TASK DETAILS:
Only the lines from the start of the material through the line containing "--target shrub on cliff top" are to be extracted, exactly as they appear.

INFORMATION PROVIDED:

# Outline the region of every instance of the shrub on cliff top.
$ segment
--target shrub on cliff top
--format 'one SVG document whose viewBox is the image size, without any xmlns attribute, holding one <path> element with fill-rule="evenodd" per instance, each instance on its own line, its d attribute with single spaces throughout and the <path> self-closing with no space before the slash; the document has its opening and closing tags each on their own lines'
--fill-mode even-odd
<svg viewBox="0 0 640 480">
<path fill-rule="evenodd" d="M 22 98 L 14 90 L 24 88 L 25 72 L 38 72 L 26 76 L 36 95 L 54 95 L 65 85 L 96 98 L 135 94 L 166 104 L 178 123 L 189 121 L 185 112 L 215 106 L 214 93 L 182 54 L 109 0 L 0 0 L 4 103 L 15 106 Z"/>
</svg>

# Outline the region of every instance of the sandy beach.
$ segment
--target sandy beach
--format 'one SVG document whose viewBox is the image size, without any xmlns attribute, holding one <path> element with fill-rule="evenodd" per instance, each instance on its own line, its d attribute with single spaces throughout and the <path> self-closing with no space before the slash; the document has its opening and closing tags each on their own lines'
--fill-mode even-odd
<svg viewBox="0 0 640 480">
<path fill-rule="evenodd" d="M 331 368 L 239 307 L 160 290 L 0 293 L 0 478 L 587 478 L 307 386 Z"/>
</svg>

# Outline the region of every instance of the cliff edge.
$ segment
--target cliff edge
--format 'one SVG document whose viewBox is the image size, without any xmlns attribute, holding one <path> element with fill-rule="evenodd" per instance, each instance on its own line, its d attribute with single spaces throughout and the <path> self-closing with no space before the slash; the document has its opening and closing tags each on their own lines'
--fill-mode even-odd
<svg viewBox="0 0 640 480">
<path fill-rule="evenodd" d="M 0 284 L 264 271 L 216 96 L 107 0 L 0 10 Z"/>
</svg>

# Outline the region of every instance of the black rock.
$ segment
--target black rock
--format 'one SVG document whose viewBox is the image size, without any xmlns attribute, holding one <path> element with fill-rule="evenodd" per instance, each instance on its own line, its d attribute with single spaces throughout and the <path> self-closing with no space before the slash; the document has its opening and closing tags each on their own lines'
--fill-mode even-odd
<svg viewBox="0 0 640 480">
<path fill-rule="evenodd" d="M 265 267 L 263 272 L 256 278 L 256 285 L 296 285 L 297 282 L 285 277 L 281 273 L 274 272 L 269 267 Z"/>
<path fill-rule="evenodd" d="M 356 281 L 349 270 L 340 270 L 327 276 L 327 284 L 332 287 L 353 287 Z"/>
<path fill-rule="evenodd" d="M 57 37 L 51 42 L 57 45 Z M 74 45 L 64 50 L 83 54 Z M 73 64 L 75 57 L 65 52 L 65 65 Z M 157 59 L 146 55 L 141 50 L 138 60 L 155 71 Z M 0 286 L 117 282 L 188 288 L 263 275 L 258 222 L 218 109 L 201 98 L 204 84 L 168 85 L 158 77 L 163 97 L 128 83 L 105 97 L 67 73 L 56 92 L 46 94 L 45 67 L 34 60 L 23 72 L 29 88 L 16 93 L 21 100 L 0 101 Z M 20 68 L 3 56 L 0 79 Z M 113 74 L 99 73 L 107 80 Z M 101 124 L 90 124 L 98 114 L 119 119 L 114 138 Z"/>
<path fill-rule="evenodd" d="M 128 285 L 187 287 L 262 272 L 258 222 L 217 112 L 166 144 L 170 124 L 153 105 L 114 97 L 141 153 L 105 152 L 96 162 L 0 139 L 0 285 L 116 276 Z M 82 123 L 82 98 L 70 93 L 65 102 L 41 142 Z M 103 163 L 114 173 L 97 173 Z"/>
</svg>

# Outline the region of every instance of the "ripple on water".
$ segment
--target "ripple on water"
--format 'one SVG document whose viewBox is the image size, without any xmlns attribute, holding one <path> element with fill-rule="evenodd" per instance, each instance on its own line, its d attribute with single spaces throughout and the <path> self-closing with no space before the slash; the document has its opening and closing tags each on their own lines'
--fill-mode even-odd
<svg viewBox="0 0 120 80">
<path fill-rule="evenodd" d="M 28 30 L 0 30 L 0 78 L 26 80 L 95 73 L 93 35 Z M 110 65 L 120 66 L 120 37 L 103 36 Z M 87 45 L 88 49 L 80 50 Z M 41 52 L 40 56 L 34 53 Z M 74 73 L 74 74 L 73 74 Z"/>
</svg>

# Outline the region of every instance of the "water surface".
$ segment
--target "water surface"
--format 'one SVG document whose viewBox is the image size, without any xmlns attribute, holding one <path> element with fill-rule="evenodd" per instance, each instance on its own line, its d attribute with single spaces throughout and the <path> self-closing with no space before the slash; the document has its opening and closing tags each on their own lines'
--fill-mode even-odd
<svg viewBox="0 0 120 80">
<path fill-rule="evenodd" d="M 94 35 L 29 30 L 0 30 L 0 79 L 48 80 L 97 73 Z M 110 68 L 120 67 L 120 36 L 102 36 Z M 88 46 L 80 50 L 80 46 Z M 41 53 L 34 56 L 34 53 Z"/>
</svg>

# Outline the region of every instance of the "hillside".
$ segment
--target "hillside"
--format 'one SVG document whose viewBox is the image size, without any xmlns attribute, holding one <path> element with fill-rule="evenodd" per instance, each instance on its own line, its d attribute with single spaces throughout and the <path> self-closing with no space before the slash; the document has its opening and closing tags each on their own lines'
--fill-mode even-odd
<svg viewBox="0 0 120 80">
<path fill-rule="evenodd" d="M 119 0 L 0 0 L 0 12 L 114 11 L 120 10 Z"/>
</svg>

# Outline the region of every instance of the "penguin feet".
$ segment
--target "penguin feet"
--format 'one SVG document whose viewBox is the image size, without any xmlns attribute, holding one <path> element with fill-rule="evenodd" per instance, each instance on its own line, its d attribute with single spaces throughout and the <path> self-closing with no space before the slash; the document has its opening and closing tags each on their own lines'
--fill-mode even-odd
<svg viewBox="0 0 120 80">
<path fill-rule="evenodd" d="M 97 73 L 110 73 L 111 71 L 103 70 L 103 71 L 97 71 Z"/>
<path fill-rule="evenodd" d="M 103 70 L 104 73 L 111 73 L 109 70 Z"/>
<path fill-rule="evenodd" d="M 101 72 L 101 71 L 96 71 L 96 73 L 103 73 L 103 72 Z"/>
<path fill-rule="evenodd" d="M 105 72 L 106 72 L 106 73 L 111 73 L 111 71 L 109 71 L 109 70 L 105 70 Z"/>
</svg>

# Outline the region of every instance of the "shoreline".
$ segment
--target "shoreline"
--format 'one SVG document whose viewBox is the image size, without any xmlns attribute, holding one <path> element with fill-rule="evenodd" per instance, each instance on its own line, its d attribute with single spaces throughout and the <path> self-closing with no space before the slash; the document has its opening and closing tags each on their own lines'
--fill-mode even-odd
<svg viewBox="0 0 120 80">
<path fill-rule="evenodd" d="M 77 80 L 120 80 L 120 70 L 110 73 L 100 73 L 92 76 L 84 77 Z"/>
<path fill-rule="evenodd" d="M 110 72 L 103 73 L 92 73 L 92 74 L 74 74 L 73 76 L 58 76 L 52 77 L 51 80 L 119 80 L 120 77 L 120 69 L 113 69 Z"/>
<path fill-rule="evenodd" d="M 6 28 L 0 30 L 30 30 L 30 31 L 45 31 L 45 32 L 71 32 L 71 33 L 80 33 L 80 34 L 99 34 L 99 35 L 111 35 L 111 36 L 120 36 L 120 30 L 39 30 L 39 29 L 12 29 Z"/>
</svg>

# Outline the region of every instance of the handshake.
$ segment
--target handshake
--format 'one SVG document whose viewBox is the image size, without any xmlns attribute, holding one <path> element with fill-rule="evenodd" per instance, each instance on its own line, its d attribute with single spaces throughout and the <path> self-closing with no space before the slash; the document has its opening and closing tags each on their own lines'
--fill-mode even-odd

SOLUTION TO THIS EXERCISE:
# Outline the region of every instance of the shrub on cliff top.
$ segment
--target shrub on cliff top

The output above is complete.